Напишите продолжение текста об экономике испанских колоний в Америке.

Текст —
———

Ранее, во время правления династии Габсбургов, единственным важным налогом, который платила Америка испанской короне, было королевское кинто (20% всей добычи металлов); остальное оставалось в руках частных лиц. Начиная с Бурбонов был установлен более рациональный налоговый режим. Кроме того, изменилась сама идея о богатстве народов. Вместо того чтобы полагать, как это было ранее, что богатство заключалось лишь в золоте и серебре, теперь богатством стали считать собственность, а также экономическую деятельность. Отсюда важность кожевенного производства. Вследствие этого приобрела ценность Рио-де-Ла-Плата, которая не обладала золотом и серебром, но имела другие богатства.
Колониальный режим не достиг своего расцвета, так как его развитие прервало движение за независимость. Во время английских нашествий проявилась военная неспособность Испании защищать свои американские колонии, но еще раньше стала очевидной ее экономическая неспособность обеспечить колонии необходимыми товарами, из-за того что она не обладала достаточным флотом. Карл III и его наследники приложили усилия, относительно успешные, для того чтобы восстановить как военный, так и торговый флот. Меркантилистская экономика требовала этого.

———

Исходные данные —
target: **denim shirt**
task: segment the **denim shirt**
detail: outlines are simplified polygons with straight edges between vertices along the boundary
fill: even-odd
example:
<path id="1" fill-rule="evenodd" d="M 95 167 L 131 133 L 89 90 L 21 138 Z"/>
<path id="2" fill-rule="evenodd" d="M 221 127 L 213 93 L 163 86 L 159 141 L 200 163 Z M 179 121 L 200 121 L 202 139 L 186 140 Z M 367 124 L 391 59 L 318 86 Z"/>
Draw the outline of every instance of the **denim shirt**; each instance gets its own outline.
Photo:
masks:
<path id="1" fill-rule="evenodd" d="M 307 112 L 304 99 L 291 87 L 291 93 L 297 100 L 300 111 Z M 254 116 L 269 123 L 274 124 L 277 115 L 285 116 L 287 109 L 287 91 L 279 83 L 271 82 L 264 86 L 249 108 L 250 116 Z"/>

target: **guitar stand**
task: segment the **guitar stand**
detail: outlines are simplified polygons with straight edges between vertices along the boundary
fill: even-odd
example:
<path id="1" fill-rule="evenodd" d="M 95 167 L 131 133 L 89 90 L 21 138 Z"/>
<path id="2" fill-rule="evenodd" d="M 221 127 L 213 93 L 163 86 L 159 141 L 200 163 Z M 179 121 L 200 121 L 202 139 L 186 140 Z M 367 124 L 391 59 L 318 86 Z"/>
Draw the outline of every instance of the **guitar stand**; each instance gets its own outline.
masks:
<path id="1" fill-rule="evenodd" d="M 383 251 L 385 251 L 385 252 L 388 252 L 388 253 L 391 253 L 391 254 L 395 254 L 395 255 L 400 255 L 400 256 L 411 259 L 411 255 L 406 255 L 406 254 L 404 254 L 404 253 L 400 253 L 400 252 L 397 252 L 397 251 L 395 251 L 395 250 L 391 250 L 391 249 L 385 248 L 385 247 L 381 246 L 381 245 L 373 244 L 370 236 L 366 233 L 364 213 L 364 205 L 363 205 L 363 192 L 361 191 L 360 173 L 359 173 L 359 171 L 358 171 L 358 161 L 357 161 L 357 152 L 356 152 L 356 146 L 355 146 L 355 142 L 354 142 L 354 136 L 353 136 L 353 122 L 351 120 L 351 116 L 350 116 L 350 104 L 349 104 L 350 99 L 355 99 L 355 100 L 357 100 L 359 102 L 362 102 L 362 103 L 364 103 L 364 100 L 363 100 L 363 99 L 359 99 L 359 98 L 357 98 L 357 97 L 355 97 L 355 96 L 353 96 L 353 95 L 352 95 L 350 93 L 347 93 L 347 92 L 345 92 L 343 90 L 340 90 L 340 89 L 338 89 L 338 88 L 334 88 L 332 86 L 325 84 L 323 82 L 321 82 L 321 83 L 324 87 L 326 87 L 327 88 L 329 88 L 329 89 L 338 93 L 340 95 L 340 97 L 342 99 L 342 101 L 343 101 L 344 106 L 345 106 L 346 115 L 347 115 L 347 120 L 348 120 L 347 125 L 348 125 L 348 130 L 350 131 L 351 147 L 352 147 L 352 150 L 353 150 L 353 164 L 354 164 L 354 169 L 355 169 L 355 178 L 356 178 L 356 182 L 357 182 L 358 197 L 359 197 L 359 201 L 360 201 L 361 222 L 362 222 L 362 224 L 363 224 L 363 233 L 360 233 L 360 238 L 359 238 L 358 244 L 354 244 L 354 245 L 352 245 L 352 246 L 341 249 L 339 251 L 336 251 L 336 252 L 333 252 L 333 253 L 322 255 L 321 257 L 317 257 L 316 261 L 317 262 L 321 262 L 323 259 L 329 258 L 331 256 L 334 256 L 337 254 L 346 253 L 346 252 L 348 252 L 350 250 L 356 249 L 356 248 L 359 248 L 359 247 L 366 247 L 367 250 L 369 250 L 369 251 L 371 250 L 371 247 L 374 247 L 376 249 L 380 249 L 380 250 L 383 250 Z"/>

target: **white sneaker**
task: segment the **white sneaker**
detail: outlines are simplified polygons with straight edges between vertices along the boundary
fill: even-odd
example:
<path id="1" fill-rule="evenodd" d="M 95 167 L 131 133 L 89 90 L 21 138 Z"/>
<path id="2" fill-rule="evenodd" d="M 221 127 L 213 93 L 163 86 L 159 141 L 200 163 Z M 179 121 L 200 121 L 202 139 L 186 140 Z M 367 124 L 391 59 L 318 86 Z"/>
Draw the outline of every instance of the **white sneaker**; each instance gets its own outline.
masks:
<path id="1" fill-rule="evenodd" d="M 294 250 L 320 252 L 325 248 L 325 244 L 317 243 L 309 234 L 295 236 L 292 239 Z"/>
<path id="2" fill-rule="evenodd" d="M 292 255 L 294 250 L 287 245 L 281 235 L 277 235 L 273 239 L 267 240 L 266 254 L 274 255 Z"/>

———

Ответ на задание —
Другим важным событием стало продолжавшееся продвижение португальцев в Рио-де-Ла-Плату. Мы уже рассказывали о том, как Буэнос-Айрес сумел собрать нечто вроде национального ополчения, которое изгнало португальцев из Колониа-дель-Сакрамен-то, что привело к ряду дипломатических и военных маневров. В конце концов, был подписан Договор об обмене, по которому Испания уступила семь деревень из иезуитских миссий в обмен на Колониа-дель-Сакраменто. В 1776 г. дон Педро де Севальос прибыл во главе огромного отряда, самого большого, который видела Америка, для окончательного захвата Колониа-дель-Сакраменто и закрепления границы между Испанией и Португалией. К северу от места, где сейчас находится граница между Уругваем и Бразилией, он основал крепость Санта-Тереса.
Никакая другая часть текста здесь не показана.